# Trecho citado
━━━━━━
O que o universo conta sobre mim e você
Quando eu era criança, queria ser astrônoma. Na verdade, como muitos, eu queria mesmo era ser astronauta, para chegar mais perto das estrelas. Meu irmão mais novo me garantiu que, para ser astronauta, eu precisava ser astrônoma. Então, eu repetia para todo mundo que era essa profissão insondável que queria ter. Depois, esse mesmo irmão, que mais tarde se tornaria um físico brilhante, me explicou que para ser astrônoma eu teria de estudar muita matemática. Ele estava certo, mas foi assim que meu sonho foi se apagando e eu acabei virando jornalista. Nas redações por onde andei, os colegas costumam dizer que estou sempre em outro mundo. Nessa perspectiva cosmológica, pode ter um fundo de verdade.
Nas noites estreladas, e na minha cidade pequena havia muitas delas, minha família e eu sentávamos no retalho de quintal que nos cabia, esparramados em preguiçosas, só para ver as estrelas. Ficávamos horas por lá, abismados com o universo. Nenhum de nós possuía o mínimo conhecimento científico sobre o que se passava acima de nossas cabeças, mas tínhamos algo importante: um sentimento de pertencimento, de conexão. O universo estava em nós, como nós estávamos no universo. Do nosso modo simples, ignorante mesmo, nos víamos refletidos em cada estrela do céu, reconhecíamo-nos no firmamento. O mistério não nos afastava. Pelo contrário.
Em algum ponto da vida adulta perdi minha conexão com as estrelas. Não só desisti do desejo de vê-las de mais perto, como aceitei que elas ficam longe de mais. Pior que isso, percebo agora. Deixei de achar o universo fascinante. Não que não o ache, em tese, mas foi me parecendo tão inescrutável, impossível de alcançar não pela distância em anos-luz de quase tudo que nele habita, mas por curto que são os meus neurônios, que abandonei o sonho de compreendê-lo. Seja com a mente, seja com a intuição da alma de criança que já tive. Começo a ler as reportagens sobre as novas descobertas, os enigmas, a tal da matéria escura, e em algum momento me perco das letras, não consigo entender nem me reconheço. É tão grande, tão incompreensível, e eu sou tão pequena, tão limitada, tão carente de matemática e física.
Primeiro, parei de olhar para as estrelas. (Até porque há quase dez anos vivo numa cidade onde é difícil enxergar uma delas no céu.) Depois, parei de ler sobre as estrelas. Por fim, só raramente lembro que elas existem. Escrevo esse texto e me horrorizo com a descoberta da minha cegueira. Há quanto tempo eu, que sonhava em alcançar as estrelas, não busco uma estrela no céu? Não lembro. E o que meu desligamento do universo diz sobre a minha vida?
Só voltei a pensar nisso nos últimos dias, quando comecei a ler um livro muito especial, chamado Panorama visto do centro do universo – a descoberta de nosso extraordinário lugar no cosmos (Companhia das Letras, 2008). Eu tropecei nesse livro na redação da Época. Alguém resolveu passá-lo adiante e o deixou numa mesa pública, onde colocamos tudo aquilo que não queremos mais e pode servir para outro. Passei, olhei, segui adiante. Voltei. Folheei. Segui adiante. Dei uns três passos. Voltei. Peguei. Comecei a ler. Fiquei encantada.
━━━━━━
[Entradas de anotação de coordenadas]
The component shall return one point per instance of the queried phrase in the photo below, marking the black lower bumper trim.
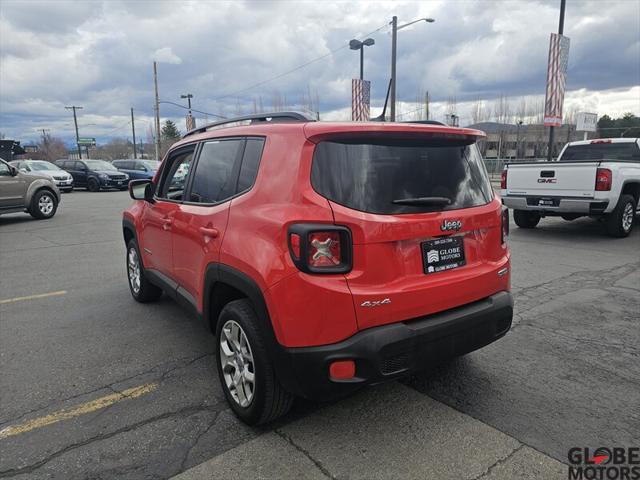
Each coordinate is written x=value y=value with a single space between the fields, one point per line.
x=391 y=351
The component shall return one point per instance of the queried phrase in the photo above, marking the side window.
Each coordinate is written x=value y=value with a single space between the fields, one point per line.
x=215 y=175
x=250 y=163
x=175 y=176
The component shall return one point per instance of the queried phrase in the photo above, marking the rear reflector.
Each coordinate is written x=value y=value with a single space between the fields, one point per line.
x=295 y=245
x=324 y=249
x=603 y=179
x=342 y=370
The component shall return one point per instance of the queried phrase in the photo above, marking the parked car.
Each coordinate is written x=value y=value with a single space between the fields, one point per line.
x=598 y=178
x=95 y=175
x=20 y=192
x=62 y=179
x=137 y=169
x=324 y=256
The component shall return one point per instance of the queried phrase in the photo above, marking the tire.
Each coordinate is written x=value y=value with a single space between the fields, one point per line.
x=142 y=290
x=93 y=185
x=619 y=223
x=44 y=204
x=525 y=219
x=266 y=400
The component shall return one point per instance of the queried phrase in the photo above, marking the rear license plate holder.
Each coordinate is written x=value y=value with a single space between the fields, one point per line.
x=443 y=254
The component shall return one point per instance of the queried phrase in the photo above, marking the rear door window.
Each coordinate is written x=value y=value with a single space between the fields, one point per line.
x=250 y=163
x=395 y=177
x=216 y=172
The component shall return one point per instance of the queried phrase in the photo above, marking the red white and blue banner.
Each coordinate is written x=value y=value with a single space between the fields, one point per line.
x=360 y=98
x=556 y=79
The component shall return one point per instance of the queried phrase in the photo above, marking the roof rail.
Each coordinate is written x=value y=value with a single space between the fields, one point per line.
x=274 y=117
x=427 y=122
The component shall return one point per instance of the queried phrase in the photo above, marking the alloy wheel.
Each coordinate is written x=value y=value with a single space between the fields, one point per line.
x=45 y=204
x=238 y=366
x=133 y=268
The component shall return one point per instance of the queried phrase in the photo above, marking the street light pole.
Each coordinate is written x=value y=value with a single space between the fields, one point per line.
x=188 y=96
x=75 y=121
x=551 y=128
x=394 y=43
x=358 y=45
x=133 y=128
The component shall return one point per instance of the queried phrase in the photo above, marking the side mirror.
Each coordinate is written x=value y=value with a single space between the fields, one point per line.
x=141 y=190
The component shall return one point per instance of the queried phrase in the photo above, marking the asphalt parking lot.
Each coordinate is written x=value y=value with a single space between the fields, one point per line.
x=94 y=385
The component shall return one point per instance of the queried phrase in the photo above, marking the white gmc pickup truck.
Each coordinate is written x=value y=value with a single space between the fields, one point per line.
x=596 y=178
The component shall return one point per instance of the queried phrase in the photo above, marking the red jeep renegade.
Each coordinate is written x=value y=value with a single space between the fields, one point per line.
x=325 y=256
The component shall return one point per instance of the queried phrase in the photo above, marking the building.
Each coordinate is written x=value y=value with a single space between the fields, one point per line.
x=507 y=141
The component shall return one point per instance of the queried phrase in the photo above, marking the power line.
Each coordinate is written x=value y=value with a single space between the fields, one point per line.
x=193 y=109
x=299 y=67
━━━━━━
# Requisitos da tarefa
Reproduza fielmente o trecho do texto sobre as estrelas entre "Primeiro, parei de" e "a minha vida?", inclusive. A listagem provém de outra fonte.

# Resultado da tarefa
Primeiro, parei de olhar para as estrelas. (Até porque há quase dez anos vivo numa cidade onde é difícil enxergar uma delas no céu.) Depois, parei de ler sobre as estrelas. Por fim, só raramente lembro que elas existem. Escrevo esse texto e me horrorizo com a descoberta da minha cegueira. Há quanto tempo eu, que sonhava em alcançar as estrelas, não busco uma estrela no céu? Não lembro. E o que meu desligamento do universo diz sobre a minha vida?